» PASSAGE:

┌────────

Tag Archives: Gold Rush

Lonely Hearts in California

The Gold Rush (Source: Business Insider)

The Gold Rush (Source: Business Insider)

You know the old adage, “necessity is the mother of invention?” Necessity is also the mother of change in attitudes. When young men headed to the California gold fields, with few exceptions, they left the women behind. Most expected to get rich quick and return home with their plunder.

In the late 1840s, men in California outnumbered women by better than nineteen to one. Even at that, many of the women who made the hazardous journey to California sought their fortunes, not by mining California’s rivers for gold, but by selling their companionship to the highest bidder.

Back east, most states followed English common law and bestowed very few rights to women – forget the right to vote – most women enjoyed few property rights, their lot in life dictated by the whims of their husbands.

At the 1849 Monterey, California constitutional convention, California’s early leaders sought to improve their own marital chances by enacting liberal divorce and property laws. They adopted divorce laws that lowered the bar for an unhappy spouse to win court dissolution of an unhappy marriage.

└────────

» EXTRACTED MATERIAL:
┌────────

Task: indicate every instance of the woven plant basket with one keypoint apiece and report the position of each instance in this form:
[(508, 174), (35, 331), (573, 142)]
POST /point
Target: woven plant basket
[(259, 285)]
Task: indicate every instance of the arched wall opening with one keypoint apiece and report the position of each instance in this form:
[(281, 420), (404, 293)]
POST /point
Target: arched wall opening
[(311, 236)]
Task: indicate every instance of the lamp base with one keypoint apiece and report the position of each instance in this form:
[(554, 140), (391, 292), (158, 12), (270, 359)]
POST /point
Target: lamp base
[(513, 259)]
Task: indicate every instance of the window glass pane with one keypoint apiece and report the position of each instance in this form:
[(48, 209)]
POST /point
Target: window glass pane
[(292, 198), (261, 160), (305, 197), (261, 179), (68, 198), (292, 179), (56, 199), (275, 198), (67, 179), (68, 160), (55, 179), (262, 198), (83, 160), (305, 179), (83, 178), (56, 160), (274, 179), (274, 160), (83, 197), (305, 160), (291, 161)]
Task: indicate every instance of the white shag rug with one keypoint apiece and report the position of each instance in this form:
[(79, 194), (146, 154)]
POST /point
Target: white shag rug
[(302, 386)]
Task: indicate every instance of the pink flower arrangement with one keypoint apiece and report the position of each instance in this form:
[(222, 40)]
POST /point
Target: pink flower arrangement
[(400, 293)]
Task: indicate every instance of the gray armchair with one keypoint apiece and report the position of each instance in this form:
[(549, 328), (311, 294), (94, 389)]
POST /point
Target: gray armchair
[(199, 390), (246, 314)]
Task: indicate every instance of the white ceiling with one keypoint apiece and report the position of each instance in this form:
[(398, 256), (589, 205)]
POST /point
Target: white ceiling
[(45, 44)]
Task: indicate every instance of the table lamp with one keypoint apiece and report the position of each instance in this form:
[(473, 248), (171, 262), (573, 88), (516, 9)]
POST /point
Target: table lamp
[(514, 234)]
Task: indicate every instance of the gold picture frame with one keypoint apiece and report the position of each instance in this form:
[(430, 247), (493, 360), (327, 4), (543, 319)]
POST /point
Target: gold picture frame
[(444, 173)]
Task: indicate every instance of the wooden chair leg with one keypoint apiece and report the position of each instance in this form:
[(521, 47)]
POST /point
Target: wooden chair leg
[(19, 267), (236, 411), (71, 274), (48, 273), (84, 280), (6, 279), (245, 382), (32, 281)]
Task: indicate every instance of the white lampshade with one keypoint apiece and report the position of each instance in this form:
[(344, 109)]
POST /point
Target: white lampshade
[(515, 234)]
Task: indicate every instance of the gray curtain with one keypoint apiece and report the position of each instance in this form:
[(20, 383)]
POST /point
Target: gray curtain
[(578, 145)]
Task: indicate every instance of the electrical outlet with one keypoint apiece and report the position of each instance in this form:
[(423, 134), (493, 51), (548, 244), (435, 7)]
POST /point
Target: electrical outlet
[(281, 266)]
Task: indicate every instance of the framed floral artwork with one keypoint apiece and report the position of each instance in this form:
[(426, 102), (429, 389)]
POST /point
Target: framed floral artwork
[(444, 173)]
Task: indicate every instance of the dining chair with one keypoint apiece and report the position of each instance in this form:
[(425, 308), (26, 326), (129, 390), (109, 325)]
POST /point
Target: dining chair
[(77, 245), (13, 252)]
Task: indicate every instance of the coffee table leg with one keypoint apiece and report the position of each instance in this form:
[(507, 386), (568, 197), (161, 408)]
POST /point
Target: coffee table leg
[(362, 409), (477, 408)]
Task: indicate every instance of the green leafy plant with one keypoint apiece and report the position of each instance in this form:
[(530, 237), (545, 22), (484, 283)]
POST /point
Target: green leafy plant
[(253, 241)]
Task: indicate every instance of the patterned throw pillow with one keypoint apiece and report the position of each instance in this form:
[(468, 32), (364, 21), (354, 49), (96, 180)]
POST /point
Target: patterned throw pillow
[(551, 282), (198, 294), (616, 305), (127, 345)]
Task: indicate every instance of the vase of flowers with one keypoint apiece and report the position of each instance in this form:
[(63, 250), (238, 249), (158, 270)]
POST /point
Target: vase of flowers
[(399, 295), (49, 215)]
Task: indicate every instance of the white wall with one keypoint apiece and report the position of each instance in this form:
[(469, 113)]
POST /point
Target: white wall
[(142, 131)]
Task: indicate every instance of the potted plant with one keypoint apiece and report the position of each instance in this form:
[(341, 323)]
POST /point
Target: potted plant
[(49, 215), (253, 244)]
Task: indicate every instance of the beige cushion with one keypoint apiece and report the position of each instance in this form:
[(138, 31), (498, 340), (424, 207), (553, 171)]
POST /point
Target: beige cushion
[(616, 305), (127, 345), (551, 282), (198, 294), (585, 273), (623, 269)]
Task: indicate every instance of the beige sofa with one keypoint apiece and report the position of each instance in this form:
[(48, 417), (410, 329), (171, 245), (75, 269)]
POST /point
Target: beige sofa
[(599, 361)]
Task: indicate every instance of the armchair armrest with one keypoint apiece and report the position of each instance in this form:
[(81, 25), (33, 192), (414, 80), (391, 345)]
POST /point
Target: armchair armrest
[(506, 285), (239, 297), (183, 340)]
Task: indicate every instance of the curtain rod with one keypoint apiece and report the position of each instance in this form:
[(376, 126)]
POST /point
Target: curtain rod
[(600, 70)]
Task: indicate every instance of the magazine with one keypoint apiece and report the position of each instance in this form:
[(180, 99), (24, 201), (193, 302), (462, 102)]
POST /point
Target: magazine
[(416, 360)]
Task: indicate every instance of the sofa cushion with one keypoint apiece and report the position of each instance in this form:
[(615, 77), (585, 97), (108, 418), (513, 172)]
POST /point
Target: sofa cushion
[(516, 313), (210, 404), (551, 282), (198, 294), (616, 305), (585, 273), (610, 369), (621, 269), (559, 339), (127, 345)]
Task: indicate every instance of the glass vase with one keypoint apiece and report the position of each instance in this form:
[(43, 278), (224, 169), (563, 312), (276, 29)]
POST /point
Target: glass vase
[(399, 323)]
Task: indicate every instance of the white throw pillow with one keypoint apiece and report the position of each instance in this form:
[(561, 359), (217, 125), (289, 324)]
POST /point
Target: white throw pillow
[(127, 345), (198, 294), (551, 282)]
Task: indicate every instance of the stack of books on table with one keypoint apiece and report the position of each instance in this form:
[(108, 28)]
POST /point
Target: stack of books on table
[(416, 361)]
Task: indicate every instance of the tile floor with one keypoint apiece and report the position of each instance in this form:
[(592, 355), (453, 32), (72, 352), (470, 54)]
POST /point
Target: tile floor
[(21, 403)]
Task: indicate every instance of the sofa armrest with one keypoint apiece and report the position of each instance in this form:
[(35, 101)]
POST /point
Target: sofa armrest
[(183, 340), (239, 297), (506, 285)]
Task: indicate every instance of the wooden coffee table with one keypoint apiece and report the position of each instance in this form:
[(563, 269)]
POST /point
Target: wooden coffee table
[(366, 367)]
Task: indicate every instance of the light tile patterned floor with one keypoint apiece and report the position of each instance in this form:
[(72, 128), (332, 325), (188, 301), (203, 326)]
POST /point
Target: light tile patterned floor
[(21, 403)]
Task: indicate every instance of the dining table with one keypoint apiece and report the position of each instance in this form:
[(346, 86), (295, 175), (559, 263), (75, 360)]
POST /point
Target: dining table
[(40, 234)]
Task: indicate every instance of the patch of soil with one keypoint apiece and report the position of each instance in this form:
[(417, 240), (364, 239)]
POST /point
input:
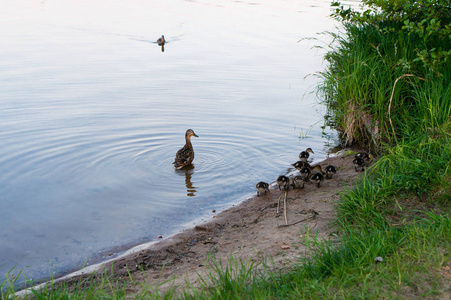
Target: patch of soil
[(248, 231)]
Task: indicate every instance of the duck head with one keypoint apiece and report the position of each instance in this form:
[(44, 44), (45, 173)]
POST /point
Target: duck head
[(189, 133)]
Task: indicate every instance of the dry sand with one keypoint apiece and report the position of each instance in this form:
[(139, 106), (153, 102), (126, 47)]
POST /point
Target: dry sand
[(248, 231)]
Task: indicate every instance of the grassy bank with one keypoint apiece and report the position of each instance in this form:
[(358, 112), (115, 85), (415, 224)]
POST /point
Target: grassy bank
[(388, 88)]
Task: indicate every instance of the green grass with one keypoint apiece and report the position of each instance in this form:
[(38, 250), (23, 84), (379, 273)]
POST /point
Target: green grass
[(381, 93)]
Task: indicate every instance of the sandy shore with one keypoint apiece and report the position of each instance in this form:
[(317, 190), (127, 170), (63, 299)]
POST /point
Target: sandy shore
[(248, 231)]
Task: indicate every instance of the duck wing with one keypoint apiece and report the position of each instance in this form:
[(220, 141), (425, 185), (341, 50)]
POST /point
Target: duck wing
[(183, 157)]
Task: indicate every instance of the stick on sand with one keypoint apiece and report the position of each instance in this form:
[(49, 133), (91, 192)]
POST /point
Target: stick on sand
[(285, 207)]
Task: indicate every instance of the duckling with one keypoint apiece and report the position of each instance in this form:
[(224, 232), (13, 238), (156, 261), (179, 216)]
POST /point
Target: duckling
[(367, 157), (304, 155), (330, 170), (262, 188), (185, 155), (362, 160), (161, 41), (316, 178), (305, 173), (283, 182), (359, 163), (317, 169), (301, 164), (297, 182)]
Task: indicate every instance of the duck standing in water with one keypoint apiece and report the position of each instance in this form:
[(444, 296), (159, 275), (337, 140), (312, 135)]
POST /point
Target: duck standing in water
[(185, 156), (330, 170), (304, 155), (262, 188)]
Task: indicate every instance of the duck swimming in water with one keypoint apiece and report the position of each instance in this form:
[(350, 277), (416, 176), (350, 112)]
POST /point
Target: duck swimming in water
[(185, 156), (330, 170), (304, 155), (283, 182), (262, 188)]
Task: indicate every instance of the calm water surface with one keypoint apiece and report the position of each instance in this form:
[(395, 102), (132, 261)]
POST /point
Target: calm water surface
[(92, 113)]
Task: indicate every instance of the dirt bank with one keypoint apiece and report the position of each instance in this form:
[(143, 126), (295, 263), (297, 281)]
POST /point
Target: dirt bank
[(250, 230)]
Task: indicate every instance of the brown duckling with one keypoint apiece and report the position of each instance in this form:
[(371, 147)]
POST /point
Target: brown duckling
[(362, 160), (304, 155), (262, 188), (185, 155), (317, 178), (330, 170), (297, 182), (305, 173), (283, 182), (359, 164)]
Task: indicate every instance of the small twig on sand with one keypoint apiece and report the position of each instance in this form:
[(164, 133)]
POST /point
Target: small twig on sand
[(278, 205), (309, 218), (285, 207)]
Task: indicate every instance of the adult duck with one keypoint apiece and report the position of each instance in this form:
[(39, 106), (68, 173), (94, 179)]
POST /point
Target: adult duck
[(185, 156), (304, 155), (330, 170)]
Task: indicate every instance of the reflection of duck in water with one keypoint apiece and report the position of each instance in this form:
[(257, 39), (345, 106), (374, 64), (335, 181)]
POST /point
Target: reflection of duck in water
[(185, 156), (161, 41), (190, 189), (188, 173)]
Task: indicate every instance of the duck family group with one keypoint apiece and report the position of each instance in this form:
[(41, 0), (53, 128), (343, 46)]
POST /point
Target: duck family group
[(312, 173), (307, 172)]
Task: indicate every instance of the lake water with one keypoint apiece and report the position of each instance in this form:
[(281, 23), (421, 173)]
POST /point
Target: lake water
[(92, 112)]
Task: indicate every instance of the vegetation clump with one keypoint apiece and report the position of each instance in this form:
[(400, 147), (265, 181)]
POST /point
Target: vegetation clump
[(388, 88)]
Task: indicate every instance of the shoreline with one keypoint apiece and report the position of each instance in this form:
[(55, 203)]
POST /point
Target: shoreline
[(249, 230)]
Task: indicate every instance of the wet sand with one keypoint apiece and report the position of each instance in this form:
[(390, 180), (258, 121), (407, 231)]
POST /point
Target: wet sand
[(249, 231)]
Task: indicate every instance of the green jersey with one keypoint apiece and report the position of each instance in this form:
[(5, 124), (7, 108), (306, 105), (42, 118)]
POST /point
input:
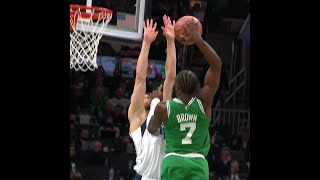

└────────

Quote the Gold Rush passage word for word between "You know the" and "with their plunder.", inclusive.

» EXERCISE RESPONSE:
You know the old adage, “necessity is the mother of invention?” Necessity is also the mother of change in attitudes. When young men headed to the California gold fields, with few exceptions, they left the women behind. Most expected to get rich quick and return home with their plunder.